++++ Data excerpts

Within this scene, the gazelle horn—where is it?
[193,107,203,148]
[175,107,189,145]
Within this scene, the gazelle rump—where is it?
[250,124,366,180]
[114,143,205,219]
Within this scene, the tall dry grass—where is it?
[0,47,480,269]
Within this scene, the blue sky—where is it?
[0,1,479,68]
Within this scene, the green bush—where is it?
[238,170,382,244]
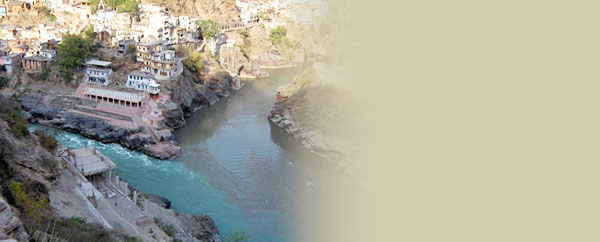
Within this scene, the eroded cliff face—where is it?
[18,87,179,159]
[15,57,241,159]
[0,197,29,241]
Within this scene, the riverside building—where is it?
[85,60,112,86]
[125,71,160,95]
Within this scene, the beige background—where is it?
[315,1,600,241]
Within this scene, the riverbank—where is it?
[268,63,354,174]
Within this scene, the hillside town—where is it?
[0,0,324,158]
[0,0,344,242]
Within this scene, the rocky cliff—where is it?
[0,197,29,241]
[0,95,221,242]
[14,56,241,159]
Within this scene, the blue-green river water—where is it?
[32,67,348,242]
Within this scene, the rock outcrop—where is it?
[147,194,171,209]
[18,90,179,159]
[178,214,221,242]
[0,197,29,241]
[268,65,352,173]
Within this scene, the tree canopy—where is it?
[200,20,221,39]
[269,25,287,45]
[56,34,92,78]
[89,0,138,13]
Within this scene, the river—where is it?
[33,67,352,242]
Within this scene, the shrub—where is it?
[154,217,177,238]
[56,34,92,79]
[0,76,10,89]
[84,25,97,39]
[200,20,221,39]
[127,44,135,53]
[269,25,287,45]
[89,0,138,13]
[183,48,204,72]
[8,181,50,222]
[33,129,58,153]
[0,102,29,138]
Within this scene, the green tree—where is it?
[83,25,97,39]
[200,20,221,39]
[225,230,250,242]
[56,34,92,79]
[89,0,138,13]
[8,181,50,222]
[183,48,204,72]
[127,44,135,53]
[269,25,287,45]
[0,101,29,138]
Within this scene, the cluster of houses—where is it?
[86,0,201,46]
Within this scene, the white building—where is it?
[40,49,56,59]
[85,60,112,86]
[125,71,160,94]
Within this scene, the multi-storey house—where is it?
[125,71,160,95]
[85,60,112,86]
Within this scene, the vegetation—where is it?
[269,25,287,45]
[0,76,10,89]
[127,44,135,53]
[33,129,58,153]
[0,99,29,138]
[200,20,221,39]
[183,48,204,72]
[89,0,138,13]
[83,25,97,39]
[37,6,56,22]
[224,230,250,242]
[56,34,92,79]
[154,217,177,238]
[238,29,252,58]
[8,181,50,222]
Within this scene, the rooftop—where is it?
[129,71,152,78]
[23,56,52,61]
[69,146,117,176]
[85,87,144,102]
[85,60,112,67]
[8,1,24,6]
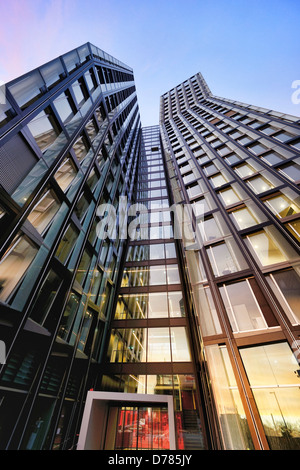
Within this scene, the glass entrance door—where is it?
[110,406,170,450]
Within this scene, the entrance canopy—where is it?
[77,391,176,450]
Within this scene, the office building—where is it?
[0,43,300,450]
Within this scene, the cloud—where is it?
[0,0,74,82]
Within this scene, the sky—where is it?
[0,0,300,126]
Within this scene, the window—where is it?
[29,269,62,329]
[55,224,79,263]
[193,285,222,336]
[240,342,300,450]
[53,92,74,124]
[248,144,267,155]
[220,279,267,332]
[209,173,227,188]
[264,194,300,218]
[28,190,60,234]
[0,236,38,301]
[28,108,60,152]
[267,269,300,325]
[234,163,256,178]
[205,344,254,450]
[54,158,77,191]
[207,238,247,277]
[246,226,297,266]
[73,135,90,162]
[278,163,300,181]
[285,219,300,242]
[247,176,274,194]
[272,131,296,142]
[231,207,260,230]
[58,292,80,341]
[219,188,242,206]
[261,151,284,165]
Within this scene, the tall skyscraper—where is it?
[0,43,300,450]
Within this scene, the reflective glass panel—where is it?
[240,343,300,450]
[0,236,38,301]
[220,280,267,332]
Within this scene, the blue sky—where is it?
[0,0,300,126]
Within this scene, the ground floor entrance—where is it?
[104,405,170,450]
[77,391,176,450]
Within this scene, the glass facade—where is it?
[0,47,300,451]
[160,73,300,450]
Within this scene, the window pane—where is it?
[53,93,74,124]
[220,280,267,332]
[171,327,191,362]
[0,237,38,301]
[279,163,300,181]
[247,226,297,266]
[267,269,300,324]
[55,225,78,263]
[165,243,176,259]
[54,159,77,191]
[167,264,180,284]
[265,194,300,217]
[28,109,60,151]
[231,207,259,230]
[28,190,60,233]
[58,292,80,341]
[207,238,247,276]
[205,345,254,450]
[247,176,274,194]
[193,285,222,336]
[148,292,168,318]
[147,328,171,362]
[219,188,242,206]
[240,343,300,450]
[168,292,185,317]
[285,219,300,242]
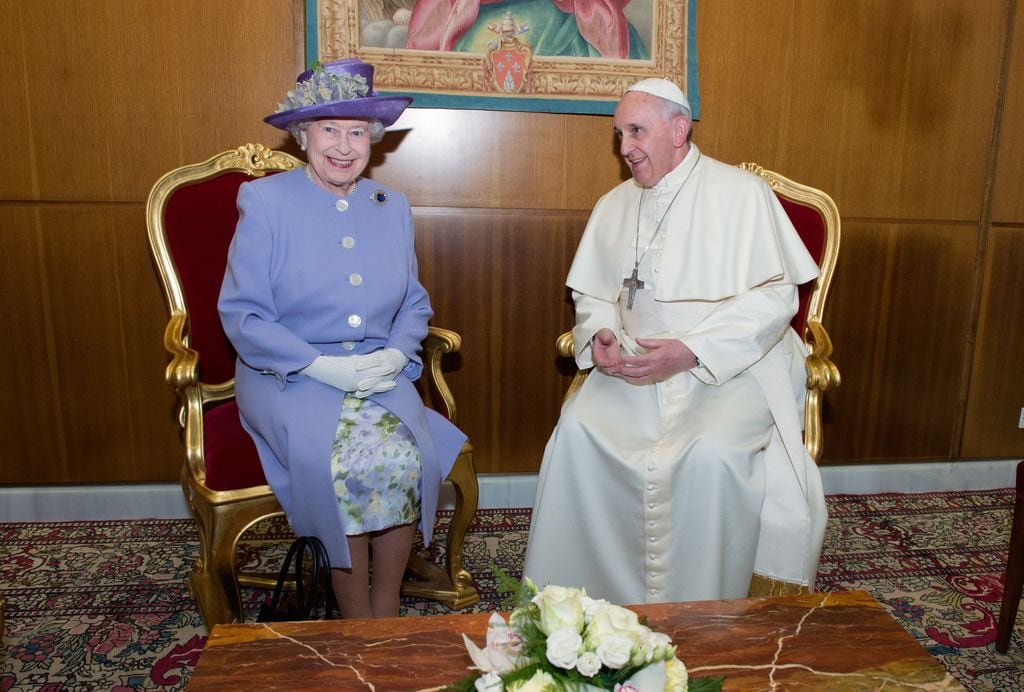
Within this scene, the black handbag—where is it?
[256,535,334,622]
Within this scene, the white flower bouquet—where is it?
[445,573,723,692]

++++++++

> **Task prompt**
Render the items as a JSON list of strings with one string per line and no blank lines, starting at the line that has "Within this scene, the tall dry" and stopping after the line that has "[315,1,600,241]". Leave the pictures out.

> **Output of the task**
[
  "Within this scene, the tall dry grass—where is it?",
  "[0,47,480,269]",
  "Within this scene, the blue sky—where is it?",
  "[0,1,479,68]",
  "Within this scene, the green bush—where is it?",
  "[238,170,382,244]",
  "Within this scene, the eroded cliff face—where is it?",
  "[18,87,179,159]",
  "[15,57,241,159]",
  "[0,197,29,241]",
  "Within this scene, the riverside building—where is it?",
  "[85,60,112,86]",
  "[125,71,160,95]",
  "Within this scene, the beige background—where is it?",
  "[315,1,600,241]"
]